# WHAT TO WORK ON
From the first line to the last, retype the records exactly and skip the pictures.
===============
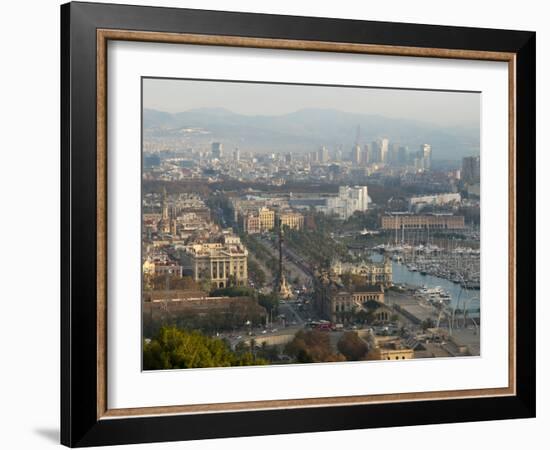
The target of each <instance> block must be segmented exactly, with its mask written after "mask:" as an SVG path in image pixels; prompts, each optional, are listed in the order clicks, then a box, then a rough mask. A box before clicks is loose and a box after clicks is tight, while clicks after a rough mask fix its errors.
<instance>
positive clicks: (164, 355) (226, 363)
mask: <svg viewBox="0 0 550 450" xmlns="http://www.w3.org/2000/svg"><path fill="white" fill-rule="evenodd" d="M266 363H267V361H266V360H264V359H261V358H256V357H255V356H254V355H253V354H252V353H251V352H250V351H248V352H244V353H241V354H239V353H236V352H233V351H232V350H231V349H230V347H229V345H228V344H227V342H226V341H223V340H221V339H215V338H211V337H208V336H205V335H203V334H202V333H200V332H198V331H185V330H181V329H178V328H176V327H161V328H160V330H159V331H158V333H157V335H156V336H155V337H154V338H153V339H151V340H150V341H146V342H145V343H144V345H143V367H144V369H145V370H163V369H189V368H196V367H229V366H247V365H263V364H266Z"/></svg>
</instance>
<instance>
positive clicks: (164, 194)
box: [158, 187, 170, 233]
mask: <svg viewBox="0 0 550 450" xmlns="http://www.w3.org/2000/svg"><path fill="white" fill-rule="evenodd" d="M158 231H159V232H160V233H170V214H169V213H168V194H167V193H166V187H164V188H163V189H162V201H161V217H160V221H159V224H158Z"/></svg>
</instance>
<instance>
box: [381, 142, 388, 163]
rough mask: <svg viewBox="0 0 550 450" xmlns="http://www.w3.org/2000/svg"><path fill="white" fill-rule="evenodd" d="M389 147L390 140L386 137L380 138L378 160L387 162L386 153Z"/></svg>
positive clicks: (386, 152)
mask: <svg viewBox="0 0 550 450" xmlns="http://www.w3.org/2000/svg"><path fill="white" fill-rule="evenodd" d="M389 149H390V141H389V140H388V138H384V139H382V141H380V162H384V163H387V162H389V158H388V156H389V155H388V153H389Z"/></svg>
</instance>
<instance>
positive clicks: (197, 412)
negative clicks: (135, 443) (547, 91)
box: [61, 3, 535, 446]
mask: <svg viewBox="0 0 550 450" xmlns="http://www.w3.org/2000/svg"><path fill="white" fill-rule="evenodd" d="M61 19H62V20H61V23H62V29H61V37H62V41H61V54H62V71H61V72H62V80H61V82H62V97H61V111H62V130H61V134H62V158H61V169H62V205H63V212H62V248H61V253H62V299H61V300H62V317H61V324H62V329H61V331H62V343H61V352H62V379H61V383H62V399H61V404H62V414H61V416H62V424H61V429H62V434H61V440H62V443H63V444H65V445H68V446H91V445H107V444H123V443H138V442H155V441H171V440H186V439H203V438H214V437H229V436H247V435H265V434H277V433H296V432H312V431H325V430H343V429H353V428H369V427H386V426H399V425H416V424H428V423H444V422H459V421H479V420H492V419H508V418H520V417H523V418H525V417H533V416H534V414H535V352H534V348H535V339H534V336H535V320H534V319H535V289H534V286H535V283H534V281H535V271H534V267H533V266H534V258H533V257H532V255H533V253H534V249H535V237H534V236H535V233H534V227H535V225H534V223H535V222H534V216H535V190H534V186H535V183H534V165H535V152H534V148H535V33H533V32H527V31H508V30H491V29H475V28H458V27H446V26H431V25H430V26H428V25H417V24H400V23H382V22H368V21H351V20H341V19H328V18H309V17H291V16H275V15H260V14H249V13H230V12H215V11H201V10H188V9H169V8H152V7H136V6H125V5H109V4H93V3H69V4H66V5H63V6H62V8H61Z"/></svg>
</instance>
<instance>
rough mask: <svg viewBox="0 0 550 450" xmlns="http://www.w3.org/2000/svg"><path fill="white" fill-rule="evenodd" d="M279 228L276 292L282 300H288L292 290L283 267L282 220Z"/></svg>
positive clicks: (278, 223)
mask: <svg viewBox="0 0 550 450" xmlns="http://www.w3.org/2000/svg"><path fill="white" fill-rule="evenodd" d="M278 222H279V223H278V227H279V273H278V274H277V283H276V292H277V294H278V295H279V297H280V298H283V299H288V298H291V297H292V290H291V289H290V287H289V286H288V284H287V282H286V277H285V271H284V266H283V241H284V231H283V223H282V222H281V220H280V219H279V220H278Z"/></svg>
===============
# SOLUTION FOR THIS TASK
The target of each <instance> block must be segmented exactly, with its mask written after "mask:" as an SVG path in image pixels; prompts, each optional, are listed in the order clicks, then a box, then a rough mask. A box before clicks is loose and a box after clicks is tight, while clicks after a rough mask fix its errors.
<instance>
positive clicks: (164, 355) (226, 363)
mask: <svg viewBox="0 0 550 450" xmlns="http://www.w3.org/2000/svg"><path fill="white" fill-rule="evenodd" d="M266 363H267V361H266V360H264V359H261V358H256V357H255V356H254V355H253V354H252V353H251V352H250V351H248V352H244V353H241V354H239V353H236V352H233V351H232V350H231V349H230V347H229V345H228V344H227V342H226V341H223V340H221V339H215V338H211V337H208V336H205V335H203V334H202V333H200V332H198V331H185V330H181V329H178V328H176V327H161V328H160V330H159V331H158V333H157V335H156V336H155V337H154V338H153V339H151V340H150V341H146V342H145V343H144V345H143V367H144V369H145V370H163V369H189V368H196V367H229V366H247V365H263V364H266Z"/></svg>
</instance>
<instance>
positive clicks: (164, 194)
box: [158, 187, 170, 233]
mask: <svg viewBox="0 0 550 450" xmlns="http://www.w3.org/2000/svg"><path fill="white" fill-rule="evenodd" d="M158 231H159V232H160V233H170V214H169V213H168V194H167V193H166V187H164V188H163V189H162V201H161V217H160V221H159V224H158Z"/></svg>
</instance>
<instance>
box: [381, 142, 388, 163]
rough mask: <svg viewBox="0 0 550 450" xmlns="http://www.w3.org/2000/svg"><path fill="white" fill-rule="evenodd" d="M389 147L390 140L386 137L380 138L378 160L387 162L386 153Z"/></svg>
positive clicks: (386, 152)
mask: <svg viewBox="0 0 550 450" xmlns="http://www.w3.org/2000/svg"><path fill="white" fill-rule="evenodd" d="M389 149H390V141H389V140H388V138H384V139H382V141H380V162H384V163H387V162H389V158H388V156H389V155H388V153H389Z"/></svg>
</instance>
<instance>
positive clicks: (197, 412)
negative clicks: (135, 443) (547, 91)
box: [61, 3, 535, 446]
mask: <svg viewBox="0 0 550 450" xmlns="http://www.w3.org/2000/svg"><path fill="white" fill-rule="evenodd" d="M61 19H62V20H61V23H62V29H61V37H62V41H61V54H62V71H61V72H62V80H61V82H62V97H61V111H62V130H61V134H62V158H61V169H62V205H63V212H62V248H61V253H62V299H61V300H62V317H61V324H62V329H61V331H62V343H61V352H62V379H61V383H62V399H61V404H62V414H61V416H62V424H61V429H62V434H61V440H62V443H63V444H65V445H68V446H91V445H107V444H123V443H138V442H155V441H171V440H186V439H203V438H214V437H229V436H247V435H265V434H277V433H296V432H312V431H325V430H343V429H353V428H369V427H386V426H399V425H416V424H428V423H444V422H459V421H479V420H492V419H508V418H520V417H523V418H525V417H533V416H534V414H535V352H534V348H535V339H534V336H535V320H534V319H535V289H534V286H535V283H534V281H535V271H534V267H533V266H534V258H533V257H532V255H533V253H534V249H535V237H534V236H535V233H534V227H535V225H534V223H535V222H534V216H535V190H534V186H535V183H534V165H535V152H534V148H535V33H533V32H527V31H508V30H491V29H475V28H458V27H446V26H431V25H430V26H428V25H417V24H400V23H382V22H368V21H351V20H341V19H328V18H309V17H291V16H275V15H260V14H249V13H230V12H215V11H201V10H188V9H169V8H152V7H136V6H125V5H109V4H93V3H69V4H66V5H63V6H62V8H61Z"/></svg>
</instance>
<instance>
rough mask: <svg viewBox="0 0 550 450" xmlns="http://www.w3.org/2000/svg"><path fill="white" fill-rule="evenodd" d="M279 228L276 292L282 300H288L292 290L283 267L282 220Z"/></svg>
positive clicks: (278, 223)
mask: <svg viewBox="0 0 550 450" xmlns="http://www.w3.org/2000/svg"><path fill="white" fill-rule="evenodd" d="M278 222H279V223H278V227H279V273H278V274H277V283H276V292H277V294H278V295H279V297H280V298H283V299H288V298H291V297H292V290H291V289H290V287H289V286H288V284H287V282H286V277H285V271H284V266H283V241H284V231H283V223H282V222H281V220H280V219H279V220H278Z"/></svg>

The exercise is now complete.